# Rolling uphill



## deverett (Feb 8, 2010)

Marv Klotz showed a picture some time ago of a cone that rolled uphill (or appeared to). That triggered memories of long ago reading about the same thing in Model Engineer.

So I had to make one as an 'executive desk toy'. I could not get mk.1 to work, so Marv helped me out with some dimensions and angles.

I lay the blame fairly and squarely on Mr. mklotz for this time waster! Instead of giving me some help, he could have said onyerbikemate and I would have been working on something more sensible.

Below are a few pictures of the result. It confuses a few of the local folk round here and I tell them that Sir Isaac Newton never visited Ireland to explain gravity to them.














Dave
The Emerald Isle


----------



## lugnut (Feb 8, 2010)

Great looking thingy, I was planning on starting to make one of those this very afternoon. I had seen it in the last issue of Home Shop Machinist. I really like the display platform you made and also the blunt ends of the cone. Looks a lot safer than the one in the magazine. And another use of some of the Corian I have stashed. 
Thanks for sharing it with us.
Mel


----------



## SAM in LA (Feb 8, 2010)

Dave,

That looks like a fun toy.

 ??? ???

Would you please post a CoC of the basic dimensions for those of us that don't get a magazine.

Thanks for sharing.

SAM


----------



## putputman (Feb 8, 2010)

Dave, that is on my "bucket list" also. I thought about it several times since Marv posted it, but there are so many things I want to build before I "kick that bucket". --- That drag saw is one of them!!


----------



## deverett (Feb 9, 2010)

Sam

Herewith 1 CoC:






No excuses now for not being able to defy gravity!

Dave


----------



## SAM in LA (Feb 9, 2010)

Task statement: Continue the forum thread about the cone that appears to roll uphill, starting right after its last line.

[Segmentation labeling entries]

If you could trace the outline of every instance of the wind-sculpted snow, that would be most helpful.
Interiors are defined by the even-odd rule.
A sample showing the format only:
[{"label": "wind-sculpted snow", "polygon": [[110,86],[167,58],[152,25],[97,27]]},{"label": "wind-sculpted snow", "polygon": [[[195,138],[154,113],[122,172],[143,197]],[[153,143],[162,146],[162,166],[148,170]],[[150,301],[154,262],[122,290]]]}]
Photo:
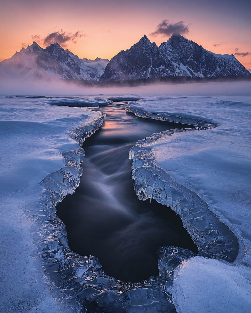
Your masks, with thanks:
[{"label": "wind-sculpted snow", "polygon": [[54,105],[65,105],[79,108],[98,107],[107,105],[112,103],[111,100],[102,98],[68,98],[66,99],[53,99],[47,101],[48,104]]},{"label": "wind-sculpted snow", "polygon": [[[248,101],[245,100],[152,96],[130,104],[127,110],[142,117],[195,126],[154,134],[137,142],[130,156],[139,198],[153,198],[178,213],[200,256],[234,260],[238,246],[232,231],[240,244],[234,264],[248,265],[251,224],[248,185],[243,179],[249,175],[250,154],[246,147],[250,116]],[[60,98],[58,101],[68,100]],[[83,101],[97,103],[100,100]],[[126,283],[107,275],[95,256],[80,256],[70,250],[65,226],[57,216],[56,205],[78,186],[83,173],[79,165],[84,155],[82,144],[100,127],[104,115],[85,108],[50,105],[50,101],[47,98],[1,99],[1,145],[6,154],[1,168],[1,231],[5,256],[1,268],[7,287],[3,307],[6,311],[16,308],[19,311],[21,305],[24,311],[32,308],[50,313],[83,312],[85,309],[79,303],[80,299],[84,306],[86,300],[95,302],[109,312],[174,313],[174,301],[178,308],[180,301],[173,294],[174,276],[176,290],[179,281],[176,269],[180,264],[182,266],[184,260],[185,267],[198,257],[203,267],[207,259],[195,258],[193,253],[179,247],[162,247],[159,276],[142,282]],[[233,163],[226,165],[230,162],[226,152],[229,142],[233,145],[231,155]],[[205,148],[207,144],[209,152]],[[205,151],[207,155],[203,154]],[[195,157],[196,153],[199,157]],[[188,158],[184,161],[184,156]],[[184,167],[185,164],[191,169]],[[210,187],[212,181],[215,190]],[[224,262],[214,260],[220,266]],[[224,263],[227,272],[231,266],[234,275],[237,265]],[[244,267],[238,266],[245,273]],[[195,290],[199,289],[199,284],[197,285],[193,285]],[[227,286],[226,290],[227,292]],[[24,302],[20,305],[21,299]],[[186,303],[189,306],[189,301]]]},{"label": "wind-sculpted snow", "polygon": [[149,148],[164,136],[180,132],[208,129],[217,125],[190,117],[136,110],[132,107],[133,104],[129,105],[126,111],[138,116],[185,123],[195,126],[194,128],[162,131],[137,142],[130,150],[129,157],[133,160],[132,177],[138,198],[144,200],[153,198],[170,207],[179,214],[183,226],[198,247],[200,254],[230,261],[234,260],[239,246],[232,233],[219,221],[209,211],[207,204],[197,194],[172,179],[167,173],[156,165]]},{"label": "wind-sculpted snow", "polygon": [[129,153],[138,198],[170,207],[199,248],[195,258],[182,251],[184,260],[168,272],[179,312],[250,310],[251,104],[245,96],[152,97],[126,108],[195,126],[153,134]]}]

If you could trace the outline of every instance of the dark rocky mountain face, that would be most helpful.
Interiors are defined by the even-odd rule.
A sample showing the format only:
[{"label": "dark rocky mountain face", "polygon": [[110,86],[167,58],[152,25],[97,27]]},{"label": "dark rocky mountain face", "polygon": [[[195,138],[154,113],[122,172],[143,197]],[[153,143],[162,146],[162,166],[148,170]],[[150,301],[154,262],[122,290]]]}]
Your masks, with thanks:
[{"label": "dark rocky mountain face", "polygon": [[173,34],[158,47],[145,35],[111,59],[100,81],[250,74],[233,54],[213,53],[179,34]]},{"label": "dark rocky mountain face", "polygon": [[34,42],[0,62],[0,75],[28,79],[97,81],[109,62],[97,58],[86,62],[56,43],[43,49]]}]

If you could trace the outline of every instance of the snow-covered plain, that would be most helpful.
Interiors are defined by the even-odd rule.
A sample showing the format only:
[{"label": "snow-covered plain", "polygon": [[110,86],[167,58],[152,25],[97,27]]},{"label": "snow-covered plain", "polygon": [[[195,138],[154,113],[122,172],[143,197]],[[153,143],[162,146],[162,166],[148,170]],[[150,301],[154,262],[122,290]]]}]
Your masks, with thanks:
[{"label": "snow-covered plain", "polygon": [[[226,312],[231,307],[231,311],[250,312],[250,97],[150,97],[129,104],[127,110],[142,117],[179,119],[196,125],[187,131],[153,134],[136,143],[130,156],[139,198],[154,198],[179,213],[201,255],[211,253],[224,259],[230,235],[209,220],[204,204],[229,227],[240,245],[233,264],[200,257],[181,263],[174,273],[177,311]],[[212,127],[205,127],[209,123]],[[222,253],[217,255],[215,249],[219,248]]]},{"label": "snow-covered plain", "polygon": [[[109,312],[174,312],[172,302],[178,312],[250,311],[250,97],[123,98],[136,96],[142,99],[127,110],[139,116],[196,126],[139,140],[130,157],[138,196],[178,212],[199,256],[163,247],[159,276],[132,284],[106,275],[95,256],[71,251],[55,205],[77,187],[83,136],[104,116],[65,106],[65,98],[1,98],[3,311],[87,311],[78,299]],[[83,101],[93,106],[119,97],[102,97]],[[62,106],[49,104],[56,102]],[[164,193],[171,181],[172,192]]]},{"label": "snow-covered plain", "polygon": [[[38,204],[44,187],[40,182],[64,168],[64,153],[77,149],[83,158],[82,135],[94,131],[104,117],[87,109],[59,109],[45,100],[0,99],[1,311],[80,311],[41,262],[37,244],[41,248],[48,240],[43,230],[49,218]],[[72,166],[77,183],[81,170]]]}]

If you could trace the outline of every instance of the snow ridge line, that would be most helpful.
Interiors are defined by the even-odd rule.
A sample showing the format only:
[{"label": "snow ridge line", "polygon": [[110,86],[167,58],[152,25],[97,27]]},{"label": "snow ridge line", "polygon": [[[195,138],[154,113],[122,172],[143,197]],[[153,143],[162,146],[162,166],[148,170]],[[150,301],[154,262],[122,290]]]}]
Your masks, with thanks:
[{"label": "snow ridge line", "polygon": [[135,110],[128,106],[125,110],[139,117],[195,126],[153,134],[136,142],[129,153],[129,157],[133,160],[134,189],[139,199],[145,200],[153,198],[179,214],[184,227],[198,247],[199,255],[229,262],[234,261],[239,244],[233,233],[210,211],[207,203],[198,195],[175,182],[160,167],[151,152],[151,145],[161,137],[181,132],[209,129],[217,125],[196,119]]}]

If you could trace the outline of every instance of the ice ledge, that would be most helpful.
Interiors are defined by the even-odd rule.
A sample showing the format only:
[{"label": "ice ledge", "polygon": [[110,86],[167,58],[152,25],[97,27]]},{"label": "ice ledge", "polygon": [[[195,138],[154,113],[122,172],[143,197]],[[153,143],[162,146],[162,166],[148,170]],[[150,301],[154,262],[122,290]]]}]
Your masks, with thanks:
[{"label": "ice ledge", "polygon": [[151,145],[161,137],[208,129],[217,125],[190,117],[147,112],[135,105],[129,105],[125,110],[139,117],[195,126],[193,128],[164,131],[137,142],[129,153],[129,158],[133,160],[132,178],[134,189],[139,199],[145,200],[153,198],[179,214],[184,227],[198,246],[199,255],[234,261],[238,254],[239,244],[233,233],[219,220],[209,210],[207,203],[197,194],[174,181],[158,166],[151,151]]},{"label": "ice ledge", "polygon": [[248,313],[251,270],[226,262],[195,257],[174,274],[173,300],[177,313]]},{"label": "ice ledge", "polygon": [[42,257],[58,273],[61,287],[71,290],[73,297],[95,301],[109,312],[112,308],[113,311],[123,310],[131,313],[175,313],[172,300],[173,273],[181,261],[194,255],[192,253],[183,252],[178,247],[163,247],[158,264],[159,276],[151,277],[141,283],[126,283],[107,275],[94,256],[80,256],[71,251],[65,225],[57,216],[56,204],[67,195],[73,193],[79,185],[83,172],[79,165],[84,156],[82,144],[101,126],[105,116],[72,132],[80,147],[64,153],[65,166],[41,182],[44,187],[38,205],[43,222],[39,232]]}]

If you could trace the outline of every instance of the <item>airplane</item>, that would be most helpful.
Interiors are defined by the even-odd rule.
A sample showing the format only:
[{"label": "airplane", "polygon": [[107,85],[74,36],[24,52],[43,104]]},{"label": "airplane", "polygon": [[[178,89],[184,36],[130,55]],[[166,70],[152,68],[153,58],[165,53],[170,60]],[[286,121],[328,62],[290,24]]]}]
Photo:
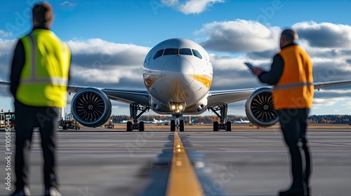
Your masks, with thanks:
[{"label": "airplane", "polygon": [[156,122],[156,124],[157,124],[158,125],[168,125],[169,123],[171,123],[171,120],[155,120],[154,118],[154,121]]},{"label": "airplane", "polygon": [[242,118],[240,118],[240,121],[235,120],[233,121],[232,123],[239,123],[239,124],[250,123],[250,120],[243,120]]},{"label": "airplane", "polygon": [[[71,102],[74,119],[86,127],[104,125],[112,112],[111,100],[129,104],[132,120],[126,122],[126,131],[145,130],[139,117],[150,108],[161,115],[171,115],[171,131],[185,130],[183,115],[199,115],[212,111],[220,119],[213,130],[232,131],[227,120],[228,104],[246,100],[245,110],[250,122],[261,127],[277,124],[274,109],[273,88],[210,90],[213,66],[206,50],[185,38],[170,38],[156,45],[145,57],[143,77],[146,90],[122,90],[69,85],[75,93]],[[235,82],[233,79],[233,82]],[[314,83],[314,89],[351,84],[351,80]],[[9,85],[10,82],[0,85]]]}]

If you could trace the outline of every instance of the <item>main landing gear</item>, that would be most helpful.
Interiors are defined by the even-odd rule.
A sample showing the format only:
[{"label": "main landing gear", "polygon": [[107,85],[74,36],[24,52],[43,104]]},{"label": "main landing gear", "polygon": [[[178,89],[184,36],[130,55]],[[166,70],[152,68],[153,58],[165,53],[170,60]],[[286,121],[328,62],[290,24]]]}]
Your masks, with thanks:
[{"label": "main landing gear", "polygon": [[[228,110],[228,104],[223,104],[217,105],[214,107],[209,108],[217,116],[220,118],[220,122],[218,121],[213,122],[213,132],[218,132],[218,130],[225,130],[227,132],[232,131],[232,123],[230,121],[227,121],[224,122],[225,120],[227,119],[227,111]],[[217,113],[219,111],[220,114]]]},{"label": "main landing gear", "polygon": [[[138,130],[139,132],[143,132],[145,128],[144,122],[140,121],[139,124],[138,124],[138,119],[142,114],[143,114],[145,111],[150,110],[150,107],[140,106],[139,104],[131,104],[129,106],[129,109],[131,111],[131,117],[133,119],[133,122],[131,121],[127,122],[127,132],[131,132],[134,130]],[[139,114],[138,114],[138,111],[140,111]]]},{"label": "main landing gear", "polygon": [[176,131],[176,128],[178,129],[180,132],[184,132],[184,120],[179,120],[179,116],[176,117],[176,120],[171,120],[171,131]]}]

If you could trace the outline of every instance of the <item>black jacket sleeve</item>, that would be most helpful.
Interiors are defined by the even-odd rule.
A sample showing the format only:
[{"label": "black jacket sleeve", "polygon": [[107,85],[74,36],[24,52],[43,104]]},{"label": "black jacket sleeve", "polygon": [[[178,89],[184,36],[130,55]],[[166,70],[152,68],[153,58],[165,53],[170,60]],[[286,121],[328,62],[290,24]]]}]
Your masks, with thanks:
[{"label": "black jacket sleeve", "polygon": [[271,85],[277,84],[283,74],[284,65],[284,62],[282,56],[276,55],[273,58],[270,71],[263,71],[258,76],[258,79],[262,83]]},{"label": "black jacket sleeve", "polygon": [[15,99],[17,88],[20,84],[20,77],[22,69],[25,66],[25,53],[23,43],[20,40],[18,41],[13,52],[13,59],[11,64],[11,74],[10,76],[10,91]]}]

Response to this task:
Dave,

Thanks for sharing.

SAM


----------



## Stan (Feb 9, 2010)

Frustrated with heat engines that won't run, I spent an afternoon last week with the anti gravity picture in HSM magazine. Sitting on the coffee table, I have to explain that the small SS rod will roll downhill on the SS rods but the bronze roller will only roll uphill.

The roller is made out of the piece of magnesium bronze I got as scrap a couple of years ago and found it too hard to work with. One cut took the teeth of the bandsaw. I made the roller with my new taper attachment taking .010" cuts with a very sharp HSS tools. With more than 4" sticking out of the chuck, I cut the taper on the right hand end then reversed the taper attachment and cut the left end until the piece fell off. I just had to clean up the point with a fine file.The finish is the tool finish with some silver polish.

The roller is 4" x ! 1/2" and the rods are 13" long silver soldered at the joint which was tapered on the mill.

http://i272.photobucket.com/albums/jj165/sdmcw/Anti-Gravity.jpg[/img]]


----------



## modeng2000 (Feb 9, 2010)

I used to have one on my desk, great for getting folk to forget what they had come to see me for!

John


----------



## tel (Feb 9, 2010)

Surely this bit can't be right tho' Dave? Is you CoC program malfunctioning?


----------



## mklotz (Feb 9, 2010)

In my original post on the subject...

http://www.homemodelenginemachinist.com/index.php?topic=4458.msg46317#msg46317

I discuss the inequality relationship that must be maintained among the three principal angles for this device to work. You're free to choose your own dimensions as long as that inequality is satisfied.


----------



## hobby (Feb 9, 2010)

The most interesting thing about this is ,it is NOT an illusion, 
the object itself is traversing up the incline, but the mechanical genius of it to drop so it could have the momentum to roll, is really neat.

By the way beautifull craftsmanship, that is a very well designed and built,
desk top piece.

It looks like something that was made to be displayed on an executives desk.

Nice choice of materials.


----------



## mklotz (Feb 9, 2010)

A truly evil person might point out to a clueless onlooker how a bunch of these, arranged in a circle so the cone falls off the "high" end onto the "low" end of the next one, would produce perpetual motion!

Of course, I would never do such a thing.


----------



## tel (Feb 9, 2010)

;D Snake Oil anyone?


----------



## 1hand (Feb 9, 2010)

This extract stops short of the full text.